• **About this task**
Across the listing below, count every line where the string "target" appears, then give only the count.

───── Task input ─────

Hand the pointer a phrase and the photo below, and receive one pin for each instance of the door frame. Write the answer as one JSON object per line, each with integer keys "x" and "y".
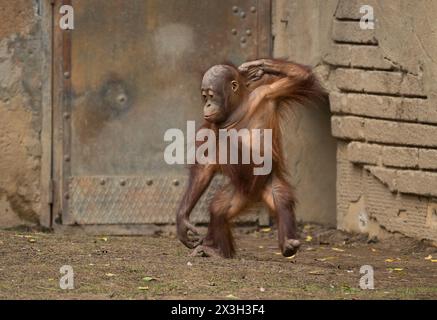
{"x": 58, "y": 116}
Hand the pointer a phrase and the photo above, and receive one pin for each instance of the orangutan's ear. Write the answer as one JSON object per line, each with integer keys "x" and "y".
{"x": 234, "y": 85}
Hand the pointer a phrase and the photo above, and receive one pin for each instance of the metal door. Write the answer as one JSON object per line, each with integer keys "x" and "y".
{"x": 129, "y": 71}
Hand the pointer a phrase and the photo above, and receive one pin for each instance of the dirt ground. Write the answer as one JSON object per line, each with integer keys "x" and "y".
{"x": 159, "y": 267}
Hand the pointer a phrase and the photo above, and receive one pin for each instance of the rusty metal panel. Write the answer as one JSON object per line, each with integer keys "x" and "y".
{"x": 125, "y": 200}
{"x": 132, "y": 70}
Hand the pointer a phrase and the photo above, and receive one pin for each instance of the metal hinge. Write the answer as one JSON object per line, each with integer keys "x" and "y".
{"x": 51, "y": 191}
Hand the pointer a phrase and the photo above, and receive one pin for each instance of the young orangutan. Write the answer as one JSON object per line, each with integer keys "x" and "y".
{"x": 254, "y": 96}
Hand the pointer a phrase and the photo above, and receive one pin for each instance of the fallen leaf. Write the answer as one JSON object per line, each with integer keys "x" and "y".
{"x": 395, "y": 269}
{"x": 325, "y": 259}
{"x": 317, "y": 272}
{"x": 143, "y": 288}
{"x": 148, "y": 279}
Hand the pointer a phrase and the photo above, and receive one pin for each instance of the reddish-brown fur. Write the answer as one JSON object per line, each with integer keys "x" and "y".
{"x": 266, "y": 90}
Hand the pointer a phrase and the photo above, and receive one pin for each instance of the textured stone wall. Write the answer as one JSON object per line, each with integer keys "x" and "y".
{"x": 385, "y": 117}
{"x": 20, "y": 112}
{"x": 302, "y": 32}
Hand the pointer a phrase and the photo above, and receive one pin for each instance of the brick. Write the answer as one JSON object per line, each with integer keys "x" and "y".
{"x": 364, "y": 153}
{"x": 383, "y": 131}
{"x": 386, "y": 176}
{"x": 395, "y": 83}
{"x": 351, "y": 128}
{"x": 400, "y": 157}
{"x": 428, "y": 159}
{"x": 350, "y": 32}
{"x": 346, "y": 55}
{"x": 396, "y": 108}
{"x": 417, "y": 182}
{"x": 407, "y": 181}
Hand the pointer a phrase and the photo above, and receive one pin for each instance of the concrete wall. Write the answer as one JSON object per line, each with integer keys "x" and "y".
{"x": 385, "y": 108}
{"x": 301, "y": 30}
{"x": 21, "y": 96}
{"x": 382, "y": 169}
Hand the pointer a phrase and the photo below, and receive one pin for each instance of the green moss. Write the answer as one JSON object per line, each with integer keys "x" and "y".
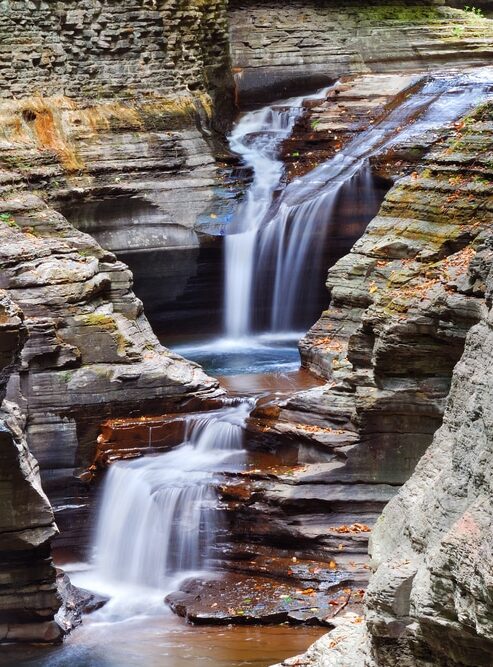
{"x": 9, "y": 220}
{"x": 401, "y": 14}
{"x": 99, "y": 320}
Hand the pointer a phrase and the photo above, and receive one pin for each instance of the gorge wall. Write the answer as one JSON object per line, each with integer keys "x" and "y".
{"x": 28, "y": 593}
{"x": 109, "y": 102}
{"x": 312, "y": 43}
{"x": 100, "y": 101}
{"x": 428, "y": 602}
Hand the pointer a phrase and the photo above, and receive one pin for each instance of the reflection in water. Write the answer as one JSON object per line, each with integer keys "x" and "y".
{"x": 166, "y": 641}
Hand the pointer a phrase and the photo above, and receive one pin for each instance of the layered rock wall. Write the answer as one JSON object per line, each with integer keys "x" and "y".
{"x": 105, "y": 49}
{"x": 429, "y": 602}
{"x": 312, "y": 43}
{"x": 28, "y": 594}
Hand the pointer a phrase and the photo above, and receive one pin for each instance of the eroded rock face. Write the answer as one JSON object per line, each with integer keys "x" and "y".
{"x": 28, "y": 596}
{"x": 91, "y": 353}
{"x": 430, "y": 598}
{"x": 402, "y": 303}
{"x": 429, "y": 602}
{"x": 274, "y": 59}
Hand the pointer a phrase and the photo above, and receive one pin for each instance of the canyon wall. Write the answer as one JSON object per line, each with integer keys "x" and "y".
{"x": 310, "y": 44}
{"x": 91, "y": 51}
{"x": 429, "y": 601}
{"x": 101, "y": 102}
{"x": 28, "y": 594}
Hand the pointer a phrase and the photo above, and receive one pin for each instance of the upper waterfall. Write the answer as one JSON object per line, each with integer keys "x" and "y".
{"x": 282, "y": 235}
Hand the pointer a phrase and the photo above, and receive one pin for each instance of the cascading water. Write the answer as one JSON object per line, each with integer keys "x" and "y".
{"x": 158, "y": 518}
{"x": 284, "y": 236}
{"x": 257, "y": 139}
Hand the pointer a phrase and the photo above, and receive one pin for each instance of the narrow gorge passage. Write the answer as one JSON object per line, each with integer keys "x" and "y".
{"x": 167, "y": 521}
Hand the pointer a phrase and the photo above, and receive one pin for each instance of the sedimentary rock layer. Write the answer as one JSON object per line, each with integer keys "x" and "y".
{"x": 91, "y": 353}
{"x": 98, "y": 50}
{"x": 28, "y": 593}
{"x": 429, "y": 601}
{"x": 311, "y": 43}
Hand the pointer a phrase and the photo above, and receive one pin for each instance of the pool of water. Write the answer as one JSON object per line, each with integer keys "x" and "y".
{"x": 260, "y": 354}
{"x": 165, "y": 641}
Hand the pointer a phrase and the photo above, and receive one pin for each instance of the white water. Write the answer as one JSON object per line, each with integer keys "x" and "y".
{"x": 158, "y": 518}
{"x": 257, "y": 138}
{"x": 285, "y": 236}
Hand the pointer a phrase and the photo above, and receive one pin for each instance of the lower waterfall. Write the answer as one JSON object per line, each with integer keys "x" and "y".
{"x": 158, "y": 517}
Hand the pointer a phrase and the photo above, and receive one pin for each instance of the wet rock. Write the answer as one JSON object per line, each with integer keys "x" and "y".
{"x": 276, "y": 61}
{"x": 256, "y": 600}
{"x": 75, "y": 603}
{"x": 91, "y": 354}
{"x": 28, "y": 596}
{"x": 428, "y": 601}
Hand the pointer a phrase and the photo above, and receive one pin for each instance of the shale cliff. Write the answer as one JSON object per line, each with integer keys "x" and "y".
{"x": 28, "y": 594}
{"x": 311, "y": 43}
{"x": 428, "y": 602}
{"x": 100, "y": 101}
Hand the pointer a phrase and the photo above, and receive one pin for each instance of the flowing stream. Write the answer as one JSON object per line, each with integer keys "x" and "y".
{"x": 284, "y": 235}
{"x": 158, "y": 517}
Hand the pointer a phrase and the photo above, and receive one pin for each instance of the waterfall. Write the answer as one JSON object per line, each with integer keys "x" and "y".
{"x": 283, "y": 235}
{"x": 257, "y": 139}
{"x": 158, "y": 515}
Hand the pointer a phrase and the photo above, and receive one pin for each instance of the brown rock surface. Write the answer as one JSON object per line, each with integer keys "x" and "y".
{"x": 28, "y": 592}
{"x": 274, "y": 59}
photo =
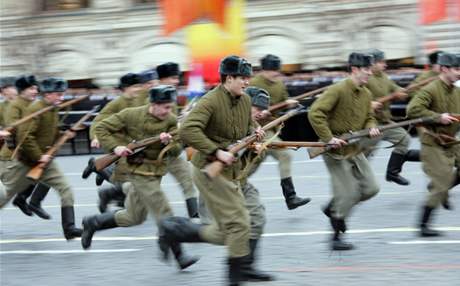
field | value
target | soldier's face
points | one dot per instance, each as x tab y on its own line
161	110
30	93
171	80
237	84
9	92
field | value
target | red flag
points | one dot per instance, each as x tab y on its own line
432	11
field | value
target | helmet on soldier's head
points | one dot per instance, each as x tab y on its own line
448	60
236	66
167	70
259	97
377	54
270	63
24	82
53	84
433	57
162	94
128	80
360	60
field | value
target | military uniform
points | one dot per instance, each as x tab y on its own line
34	139
140	179
380	85
438	161
345	107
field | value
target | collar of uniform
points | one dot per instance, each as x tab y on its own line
353	86
233	99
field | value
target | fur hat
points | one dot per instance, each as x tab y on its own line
24	82
162	94
448	60
129	79
270	62
234	65
167	70
360	60
53	84
259	97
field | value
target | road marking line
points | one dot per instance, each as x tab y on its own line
67	251
279	234
425	242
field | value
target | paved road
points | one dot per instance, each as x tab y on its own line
294	249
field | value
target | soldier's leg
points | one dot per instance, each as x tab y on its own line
401	139
438	164
53	177
258	220
284	159
157	204
345	196
180	169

─────

• **Completed exercise**
9